**TEXT SECTION:**
* * *

Cisco-Motorola venture aims for Internet world without wires

New York Times

CHICAGO -- In what is being billed as the next giant step in the
Internet revolution, the Motorola Corp., the maker of wireless
communications products, and Cisco Systems Inc., which
provides Internet equipment, plan to form an alliance that would
build the world's largest wireless Internet system.

The project is the most ambitious effort yet to build a global
network that would enable businesses and consumers to have
high-speed Internet access to e-mail and faxes without the burden
of wires, cables or even walls.

The plan, which is expected to be announced Monday at a cellular
telephone conference in New Orleans, makes Motorola and Cisco
Systems the latest communications and networking giants to join
forces in an attempt to capitalize on the increasing popularity of the
Internet and the rapid growth of wireless communications
products.

* * *

**DATA PROVIDED:**
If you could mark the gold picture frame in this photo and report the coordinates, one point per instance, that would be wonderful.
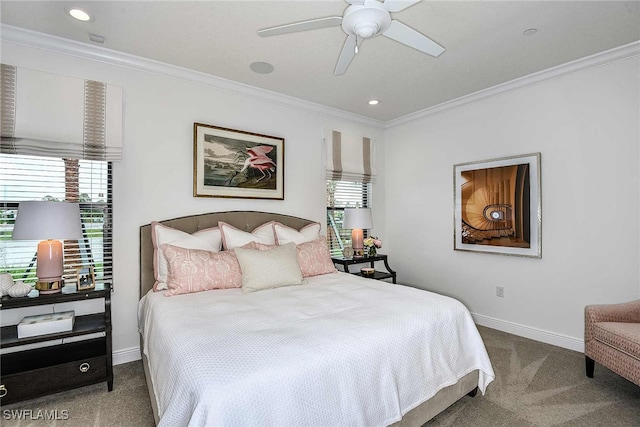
(497, 206)
(235, 163)
(85, 277)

* * *

**EXERCISE SET:**
1. Answer these from the Cisco-Motorola article:
(a) What kind of products does Motorola make?
(b) Where is the plan expected to be announced?
(c) What would the planned network give businesses and consumers access to?
2. Print word for word the stretch of the Cisco-Motorola article from "CHICAGO -- In" through "or even walls.".

**ANSWERS FOR THE TASKS:**
1.
(a) Wireless communications products.
(b) At a cellular telephone conference in New Orleans.
(c) High-speed Internet access to e-mail and faxes.

2.
CHICAGO -- In what is being billed as the next giant step in the
Internet revolution, the Motorola Corp., the maker of wireless
communications products, and Cisco Systems Inc., which
provides Internet equipment, plan to form an alliance that would
build the world's largest wireless Internet system.

The project is the most ambitious effort yet to build a global
network that would enable businesses and consumers to have
high-speed Internet access to e-mail and faxes without the burden
of wires, cables or even walls.